## START Data supplied
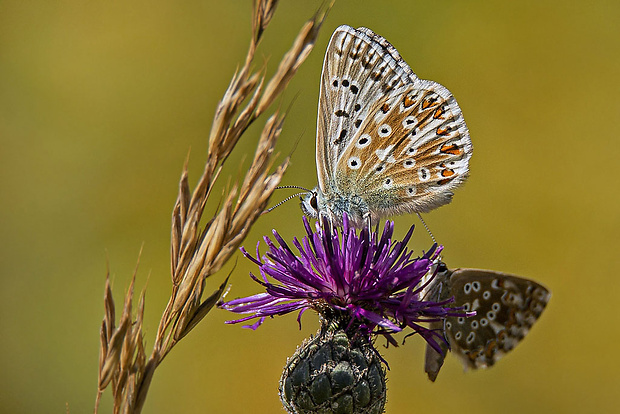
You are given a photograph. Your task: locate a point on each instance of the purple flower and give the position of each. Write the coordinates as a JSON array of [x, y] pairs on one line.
[[366, 279]]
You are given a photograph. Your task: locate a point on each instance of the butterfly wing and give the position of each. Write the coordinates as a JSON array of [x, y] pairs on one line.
[[506, 308], [398, 142], [353, 62]]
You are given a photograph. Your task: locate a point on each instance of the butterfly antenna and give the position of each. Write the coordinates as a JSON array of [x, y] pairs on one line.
[[293, 186], [427, 229]]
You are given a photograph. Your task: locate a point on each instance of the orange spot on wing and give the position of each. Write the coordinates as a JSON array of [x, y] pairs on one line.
[[429, 102], [451, 149], [442, 131]]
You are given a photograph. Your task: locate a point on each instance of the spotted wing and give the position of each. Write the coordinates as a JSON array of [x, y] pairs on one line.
[[506, 308]]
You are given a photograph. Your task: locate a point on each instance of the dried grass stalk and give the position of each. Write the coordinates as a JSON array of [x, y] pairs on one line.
[[198, 252]]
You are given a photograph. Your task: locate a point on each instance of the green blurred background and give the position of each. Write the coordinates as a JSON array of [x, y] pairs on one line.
[[101, 101]]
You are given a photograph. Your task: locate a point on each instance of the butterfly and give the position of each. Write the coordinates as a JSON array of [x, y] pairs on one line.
[[506, 307], [387, 142]]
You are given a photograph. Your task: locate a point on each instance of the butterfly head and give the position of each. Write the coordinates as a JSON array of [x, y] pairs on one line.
[[310, 204]]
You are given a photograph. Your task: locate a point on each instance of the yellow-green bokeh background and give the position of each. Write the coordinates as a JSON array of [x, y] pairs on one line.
[[101, 101]]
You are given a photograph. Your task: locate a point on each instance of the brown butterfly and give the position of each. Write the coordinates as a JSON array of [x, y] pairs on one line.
[[506, 307], [387, 142]]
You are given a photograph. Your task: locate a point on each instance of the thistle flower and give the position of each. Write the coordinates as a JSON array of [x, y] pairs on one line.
[[362, 285]]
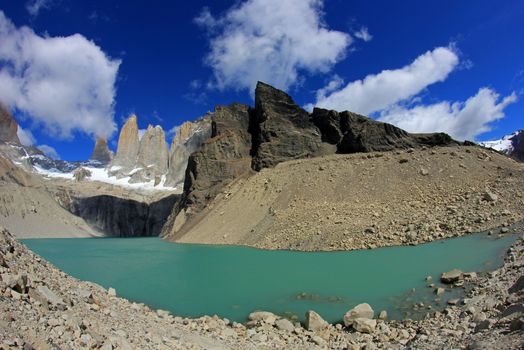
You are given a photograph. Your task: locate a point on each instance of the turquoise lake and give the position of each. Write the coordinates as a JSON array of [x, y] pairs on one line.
[[195, 280]]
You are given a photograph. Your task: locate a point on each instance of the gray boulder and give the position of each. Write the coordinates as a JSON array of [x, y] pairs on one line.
[[360, 311], [314, 322]]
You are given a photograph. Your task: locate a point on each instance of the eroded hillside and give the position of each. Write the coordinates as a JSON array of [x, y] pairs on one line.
[[366, 200]]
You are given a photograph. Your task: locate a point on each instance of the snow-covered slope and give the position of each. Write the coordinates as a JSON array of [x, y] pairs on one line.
[[502, 145], [512, 145]]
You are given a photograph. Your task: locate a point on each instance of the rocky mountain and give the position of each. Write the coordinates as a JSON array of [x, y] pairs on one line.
[[246, 139], [512, 145], [8, 126], [127, 149], [188, 138], [101, 152]]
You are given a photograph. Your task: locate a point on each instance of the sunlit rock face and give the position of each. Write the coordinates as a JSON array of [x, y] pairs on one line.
[[127, 149], [188, 138], [8, 126], [101, 152]]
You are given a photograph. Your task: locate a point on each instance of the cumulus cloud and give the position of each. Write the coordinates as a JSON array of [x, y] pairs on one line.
[[378, 91], [49, 151], [26, 137], [65, 84], [363, 34], [35, 6], [270, 40], [462, 120]]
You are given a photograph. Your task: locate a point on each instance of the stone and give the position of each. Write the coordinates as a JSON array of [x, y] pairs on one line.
[[440, 291], [490, 196], [263, 316], [101, 152], [383, 315], [314, 322], [360, 311], [452, 276], [8, 126], [364, 325], [284, 325], [45, 296]]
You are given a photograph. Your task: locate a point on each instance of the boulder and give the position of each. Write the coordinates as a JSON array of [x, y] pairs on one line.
[[352, 133], [452, 276], [8, 126], [284, 325], [364, 325], [314, 322], [101, 152], [360, 311], [263, 317], [281, 129], [45, 296]]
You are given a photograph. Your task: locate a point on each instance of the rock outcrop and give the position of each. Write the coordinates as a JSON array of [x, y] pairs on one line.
[[153, 156], [127, 150], [222, 158], [122, 217], [188, 138], [8, 126], [353, 133], [101, 152], [276, 130]]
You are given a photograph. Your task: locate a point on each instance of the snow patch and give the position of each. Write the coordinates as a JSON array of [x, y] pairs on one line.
[[503, 145]]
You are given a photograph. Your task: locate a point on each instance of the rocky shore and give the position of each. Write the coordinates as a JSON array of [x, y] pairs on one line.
[[41, 307]]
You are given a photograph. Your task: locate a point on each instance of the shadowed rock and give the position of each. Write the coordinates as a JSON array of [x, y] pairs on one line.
[[282, 130], [8, 126], [101, 152], [127, 150], [188, 138], [353, 133]]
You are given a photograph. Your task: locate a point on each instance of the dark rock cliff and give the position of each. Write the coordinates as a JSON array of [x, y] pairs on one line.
[[121, 217], [517, 142], [276, 130]]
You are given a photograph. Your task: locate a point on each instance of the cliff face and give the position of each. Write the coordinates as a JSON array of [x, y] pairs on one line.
[[8, 126], [101, 152], [274, 131], [517, 142], [127, 150], [188, 138], [121, 217]]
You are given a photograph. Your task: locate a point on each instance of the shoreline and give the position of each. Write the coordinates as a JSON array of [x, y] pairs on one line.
[[441, 330]]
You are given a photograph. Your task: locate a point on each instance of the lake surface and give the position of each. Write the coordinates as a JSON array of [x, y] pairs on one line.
[[195, 280]]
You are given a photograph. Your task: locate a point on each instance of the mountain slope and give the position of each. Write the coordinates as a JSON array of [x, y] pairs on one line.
[[363, 201]]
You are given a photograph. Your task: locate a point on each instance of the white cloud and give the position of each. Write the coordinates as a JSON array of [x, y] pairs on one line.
[[49, 151], [462, 120], [25, 136], [378, 91], [270, 40], [65, 84], [363, 34], [34, 6]]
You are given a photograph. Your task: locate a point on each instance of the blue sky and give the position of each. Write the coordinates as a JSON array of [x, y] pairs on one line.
[[72, 70]]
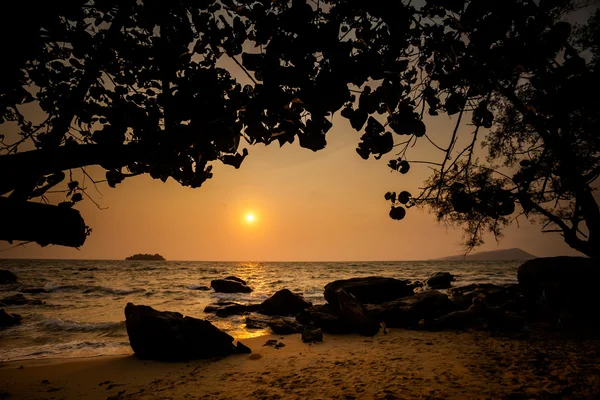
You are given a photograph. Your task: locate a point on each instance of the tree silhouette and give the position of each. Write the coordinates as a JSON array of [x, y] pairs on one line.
[[142, 88], [519, 72]]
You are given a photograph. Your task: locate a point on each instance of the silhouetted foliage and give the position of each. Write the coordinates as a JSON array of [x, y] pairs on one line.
[[147, 88]]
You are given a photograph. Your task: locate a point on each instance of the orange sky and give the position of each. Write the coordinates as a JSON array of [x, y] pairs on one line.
[[321, 206], [326, 205]]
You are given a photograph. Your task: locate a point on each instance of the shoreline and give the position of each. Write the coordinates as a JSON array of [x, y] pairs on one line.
[[401, 364]]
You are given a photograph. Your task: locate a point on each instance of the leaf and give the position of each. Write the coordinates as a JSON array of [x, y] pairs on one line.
[[455, 103], [397, 213], [404, 167], [374, 127], [404, 197]]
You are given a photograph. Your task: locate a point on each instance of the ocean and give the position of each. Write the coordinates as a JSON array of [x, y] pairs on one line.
[[82, 314]]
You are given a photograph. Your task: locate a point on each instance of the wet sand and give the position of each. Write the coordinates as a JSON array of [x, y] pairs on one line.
[[402, 364]]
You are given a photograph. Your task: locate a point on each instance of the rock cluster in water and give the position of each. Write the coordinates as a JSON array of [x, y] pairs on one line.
[[560, 290]]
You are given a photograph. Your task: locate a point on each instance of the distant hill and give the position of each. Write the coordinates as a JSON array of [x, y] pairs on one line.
[[495, 255], [146, 257]]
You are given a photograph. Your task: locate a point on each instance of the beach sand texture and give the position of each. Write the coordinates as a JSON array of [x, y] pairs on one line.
[[402, 364]]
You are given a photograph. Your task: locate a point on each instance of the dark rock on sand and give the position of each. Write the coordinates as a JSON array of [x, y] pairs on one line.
[[34, 290], [235, 278], [225, 309], [169, 336], [310, 335], [440, 280], [480, 316], [229, 286], [7, 277], [561, 288], [356, 315], [274, 343], [257, 321], [408, 311], [7, 319], [285, 326], [369, 290], [19, 300], [202, 288], [494, 295], [324, 317], [284, 302], [241, 348]]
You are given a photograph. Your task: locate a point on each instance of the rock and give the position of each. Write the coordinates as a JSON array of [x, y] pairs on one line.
[[229, 286], [440, 280], [241, 348], [225, 309], [478, 315], [408, 311], [20, 300], [495, 295], [556, 286], [199, 287], [284, 302], [369, 290], [310, 335], [7, 319], [257, 321], [285, 326], [34, 290], [169, 336], [7, 277], [274, 343], [235, 278], [356, 315], [324, 317]]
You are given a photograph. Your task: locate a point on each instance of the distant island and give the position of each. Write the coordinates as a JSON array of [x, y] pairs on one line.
[[495, 255], [146, 257]]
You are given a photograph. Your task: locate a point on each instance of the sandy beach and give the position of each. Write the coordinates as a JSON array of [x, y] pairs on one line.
[[402, 364]]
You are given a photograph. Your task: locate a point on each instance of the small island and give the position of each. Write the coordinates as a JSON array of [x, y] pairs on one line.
[[146, 257]]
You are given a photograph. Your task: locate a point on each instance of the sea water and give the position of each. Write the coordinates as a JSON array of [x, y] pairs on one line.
[[82, 314]]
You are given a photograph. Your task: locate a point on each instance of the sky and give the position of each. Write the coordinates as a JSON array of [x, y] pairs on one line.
[[307, 206]]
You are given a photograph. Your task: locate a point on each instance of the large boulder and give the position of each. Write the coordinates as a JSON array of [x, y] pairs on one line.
[[284, 302], [169, 336], [7, 277], [19, 300], [326, 318], [558, 287], [494, 295], [408, 311], [229, 286], [227, 308], [235, 278], [440, 280], [356, 315], [479, 316], [257, 321], [369, 290], [7, 319]]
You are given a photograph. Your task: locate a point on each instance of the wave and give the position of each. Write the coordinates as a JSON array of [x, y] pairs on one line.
[[92, 289], [58, 324], [84, 348]]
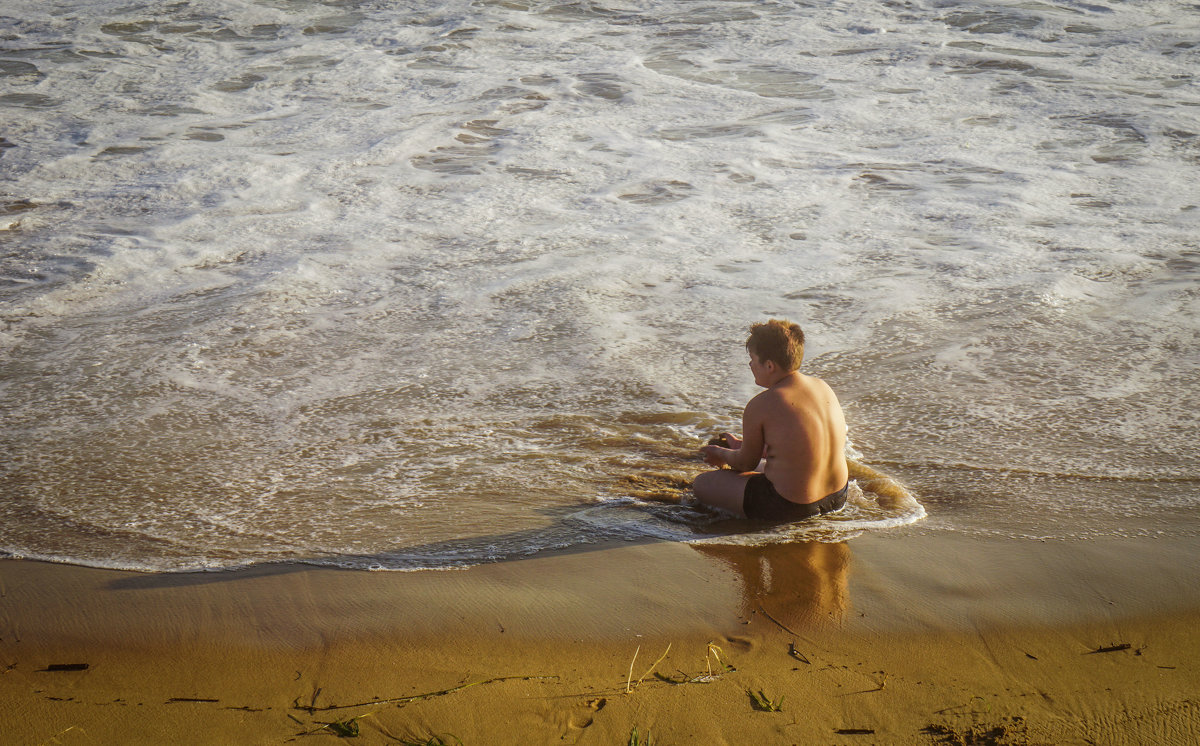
## END Data supplied
[To be done] Copy the listing word for word, from its start up to and including the line with "[[366, 279]]", and leave the pictures out.

[Solution]
You are given a photograph. Your task: locate a point on each instance of the purple flower and give the position of each. Write the coordinates as a JSON array of [x, y] pairs on one line.
[[366, 279]]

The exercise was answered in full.